**Exercise prompt**
For each entry, output its words exactly and leave any picture behind.

**Information given**
==================================================

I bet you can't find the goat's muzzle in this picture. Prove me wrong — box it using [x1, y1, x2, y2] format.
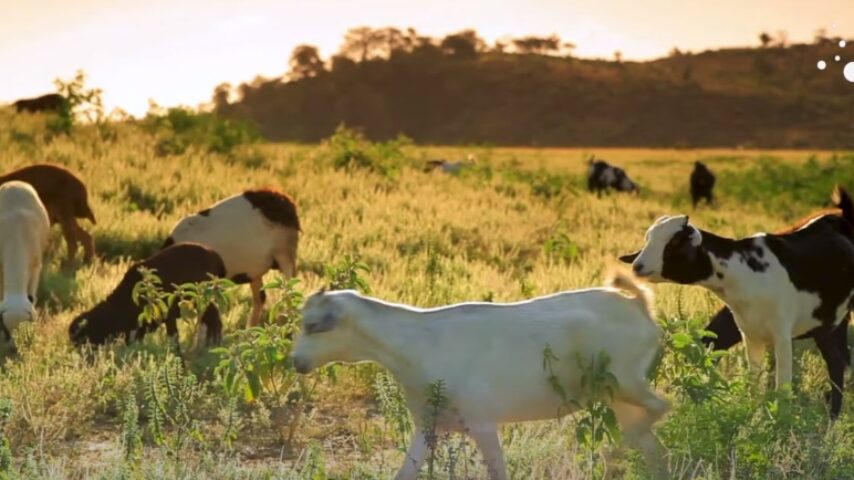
[293, 356, 311, 374]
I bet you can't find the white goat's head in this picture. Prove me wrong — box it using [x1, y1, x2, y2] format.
[619, 215, 705, 283]
[1, 294, 36, 341]
[292, 289, 362, 374]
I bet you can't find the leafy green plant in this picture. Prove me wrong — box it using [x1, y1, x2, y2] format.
[142, 355, 205, 478]
[543, 345, 620, 477]
[323, 254, 372, 292]
[131, 268, 236, 337]
[422, 379, 450, 479]
[213, 324, 299, 403]
[656, 313, 732, 402]
[374, 370, 413, 449]
[543, 223, 580, 264]
[0, 399, 12, 475]
[120, 389, 142, 472]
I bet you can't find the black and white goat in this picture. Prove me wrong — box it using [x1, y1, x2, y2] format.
[621, 187, 854, 418]
[690, 161, 715, 207]
[587, 157, 638, 196]
[163, 189, 300, 327]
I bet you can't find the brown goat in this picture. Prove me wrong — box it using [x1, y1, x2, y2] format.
[13, 94, 67, 114]
[69, 243, 226, 348]
[0, 164, 96, 264]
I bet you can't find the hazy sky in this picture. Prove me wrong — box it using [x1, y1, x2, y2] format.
[3, 0, 852, 116]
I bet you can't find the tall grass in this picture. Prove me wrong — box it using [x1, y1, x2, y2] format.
[0, 107, 853, 478]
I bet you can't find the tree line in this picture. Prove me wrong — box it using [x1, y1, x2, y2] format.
[214, 27, 854, 148]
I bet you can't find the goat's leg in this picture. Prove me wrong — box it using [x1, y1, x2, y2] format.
[201, 305, 223, 346]
[28, 259, 42, 305]
[165, 306, 183, 357]
[467, 423, 508, 480]
[73, 220, 95, 262]
[247, 277, 265, 328]
[611, 399, 669, 479]
[815, 330, 847, 419]
[59, 215, 80, 265]
[395, 429, 429, 480]
[773, 333, 794, 389]
[743, 336, 767, 378]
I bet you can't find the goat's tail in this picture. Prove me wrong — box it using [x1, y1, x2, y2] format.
[832, 185, 854, 234]
[607, 269, 655, 321]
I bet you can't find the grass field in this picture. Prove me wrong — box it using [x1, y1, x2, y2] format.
[1, 109, 854, 479]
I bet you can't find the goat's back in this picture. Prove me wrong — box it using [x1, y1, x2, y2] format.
[0, 164, 94, 224]
[402, 289, 660, 424]
[168, 191, 298, 278]
[0, 181, 50, 248]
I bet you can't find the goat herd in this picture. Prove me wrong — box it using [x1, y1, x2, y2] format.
[1, 157, 852, 480]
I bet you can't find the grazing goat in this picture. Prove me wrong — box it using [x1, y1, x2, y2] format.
[293, 274, 669, 480]
[0, 164, 96, 264]
[424, 154, 477, 174]
[0, 182, 50, 342]
[163, 189, 300, 327]
[620, 187, 854, 418]
[690, 161, 716, 207]
[12, 93, 67, 114]
[702, 206, 854, 416]
[69, 243, 225, 348]
[587, 157, 638, 196]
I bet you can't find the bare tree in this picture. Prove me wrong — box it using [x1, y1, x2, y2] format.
[759, 32, 773, 48]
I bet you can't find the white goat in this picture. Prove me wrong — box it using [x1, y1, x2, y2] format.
[292, 274, 669, 479]
[620, 190, 854, 418]
[0, 181, 50, 341]
[164, 189, 300, 327]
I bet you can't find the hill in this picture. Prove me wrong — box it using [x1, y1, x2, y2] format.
[217, 34, 854, 149]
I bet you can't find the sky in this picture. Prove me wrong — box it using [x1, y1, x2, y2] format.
[2, 0, 853, 116]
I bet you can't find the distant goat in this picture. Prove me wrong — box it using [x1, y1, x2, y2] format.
[293, 273, 669, 479]
[621, 187, 854, 418]
[163, 189, 300, 327]
[690, 161, 716, 207]
[12, 93, 67, 114]
[424, 154, 477, 174]
[587, 157, 638, 196]
[0, 164, 96, 264]
[69, 243, 225, 348]
[0, 182, 50, 343]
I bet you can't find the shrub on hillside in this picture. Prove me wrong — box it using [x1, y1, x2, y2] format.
[143, 106, 260, 156]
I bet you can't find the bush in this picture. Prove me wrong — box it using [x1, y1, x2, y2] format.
[719, 154, 854, 220]
[144, 106, 260, 156]
[324, 125, 411, 177]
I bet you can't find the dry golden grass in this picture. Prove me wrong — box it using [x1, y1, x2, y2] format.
[0, 108, 853, 479]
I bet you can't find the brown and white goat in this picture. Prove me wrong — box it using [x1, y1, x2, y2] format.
[69, 243, 226, 348]
[163, 189, 300, 327]
[0, 164, 96, 264]
[0, 181, 50, 342]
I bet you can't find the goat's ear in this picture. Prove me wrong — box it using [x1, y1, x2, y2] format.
[306, 312, 338, 334]
[619, 251, 639, 264]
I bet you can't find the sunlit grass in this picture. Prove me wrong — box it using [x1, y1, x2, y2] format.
[0, 107, 853, 479]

==================================================

**Task answer**
I bet you can't find the goat's muzzle in this picture. Prove me wrong — box it using [x1, y1, x2, y2] format.
[293, 356, 311, 374]
I bet you can't find the white goat's head in this picture. Prove me wrong — box it using [x1, y1, x2, y2] format.
[619, 215, 705, 283]
[1, 294, 36, 341]
[292, 289, 362, 374]
I bet you can't find the leafy green plant in this picture. Prove me wrong — box it using [x1, y1, x2, y2] format.
[142, 355, 205, 478]
[543, 345, 620, 477]
[323, 254, 372, 292]
[131, 268, 236, 337]
[422, 379, 450, 479]
[213, 324, 299, 403]
[656, 313, 732, 402]
[374, 370, 413, 449]
[543, 223, 580, 264]
[0, 399, 12, 475]
[120, 389, 142, 472]
I bet you can't find the black and white goat in this picture. Prove me wrong — box it using [x1, y1, x2, y2] format.
[621, 187, 854, 418]
[690, 161, 715, 207]
[587, 157, 638, 196]
[163, 189, 300, 327]
I bet you can't find the brown goat in this picture. Prove me wrong — box it using [x1, y1, x2, y2] format.
[13, 94, 67, 114]
[69, 243, 226, 348]
[0, 164, 96, 264]
I bet you can't find the hazy sky in this picture. Prove me wrong — box it using [x1, y1, x2, y2] format.
[3, 0, 852, 116]
I bet you can't find the tall grass in this picture. Prove me wrong — box it using [x1, y1, x2, y2] format.
[0, 107, 853, 478]
I bet you can't find the tree line in this picture. Prove me wrong — box it using [x1, y1, x2, y2] format.
[214, 27, 854, 148]
I bet you can't find the goat's leg in this picture. Prove me wrong — box it using [x1, y1, x2, y2] format.
[201, 305, 223, 346]
[28, 259, 42, 305]
[165, 306, 183, 357]
[467, 423, 508, 480]
[73, 220, 95, 262]
[247, 277, 265, 328]
[611, 399, 669, 479]
[815, 330, 847, 419]
[59, 215, 80, 265]
[395, 429, 429, 480]
[773, 333, 794, 389]
[743, 336, 767, 378]
I bet you can't find the goat's tail in this picture. Prove me wrong — box it using [x1, y1, x2, y2] format.
[832, 185, 854, 234]
[607, 269, 655, 321]
I bet you can't find the grass field in this picture. Prove me wrong — box it using [x1, y1, x2, y2] format.
[1, 109, 854, 479]
I bet you can't find the goat's back in this picture. Prove me wrong — box it using [x1, y1, x2, y2] format.
[0, 164, 94, 224]
[402, 289, 660, 424]
[168, 191, 298, 278]
[0, 181, 50, 248]
I bet you can't find the goat herd in this picture. Prove me wrong — box it using [x1, y1, x2, y2] format.
[1, 157, 852, 480]
I bet you can't find the grazing goat in this picture. Prove me wrong — box it using [x1, y1, x2, y2] format.
[293, 274, 669, 480]
[0, 164, 96, 264]
[424, 154, 477, 174]
[0, 182, 50, 342]
[163, 189, 300, 327]
[620, 187, 854, 418]
[690, 161, 716, 207]
[12, 93, 67, 114]
[702, 206, 854, 416]
[69, 243, 225, 348]
[587, 157, 638, 196]
I bet you can't find the bare tree in this picture. Prove me wrong — box it using [x1, y1, x2, y2] format.
[759, 32, 773, 48]
I bet you can't find the white goat in this picture. Prove me wrong — box it using [x1, y1, x2, y2] format.
[292, 274, 669, 479]
[620, 190, 854, 418]
[0, 181, 50, 341]
[164, 189, 300, 327]
I bet you can't find the hill in this picture. Prove me wrong — box it using [x1, y1, x2, y2] format.
[217, 34, 854, 149]
I bet you can't find the sky in this picture. Prove me wrong — box it using [x1, y1, x2, y2] format.
[2, 0, 853, 116]
I bet you can't find the distant goat in this picture. Prove me wrong — box it using [x1, y1, x2, y2] format.
[293, 273, 669, 479]
[621, 187, 854, 418]
[163, 189, 300, 327]
[690, 161, 716, 207]
[12, 93, 67, 114]
[424, 154, 477, 174]
[587, 157, 638, 196]
[0, 164, 96, 264]
[69, 243, 225, 348]
[0, 182, 50, 343]
I bet you can't find the shrub on hillside in this picture. Prove me wrong — box it using [x1, y1, x2, y2] format.
[143, 106, 260, 156]
I bet you can't find the bush in this picture. Prove me wrong — box it using [x1, y1, x2, y2] format.
[719, 154, 854, 220]
[144, 106, 260, 156]
[324, 125, 411, 177]
I bet you can't find the dry golden grass in this picture. Prove me wrong — box it using [x1, y1, x2, y2] format.
[0, 108, 853, 479]
I bet you can't find the brown and white goat in this picture. Prove me wrong — box it using [x1, y1, x2, y2] format.
[69, 243, 226, 348]
[163, 189, 300, 327]
[0, 164, 96, 264]
[0, 181, 50, 342]
I bet you can't find the goat's ear in this picture. Prove me wrong — box it using [x1, y1, x2, y2] format.
[306, 312, 338, 334]
[619, 251, 639, 264]
I bet you can't find the sunlit grass in this picture. Prove me wrong — box it using [x1, y1, x2, y2] format.
[0, 107, 853, 479]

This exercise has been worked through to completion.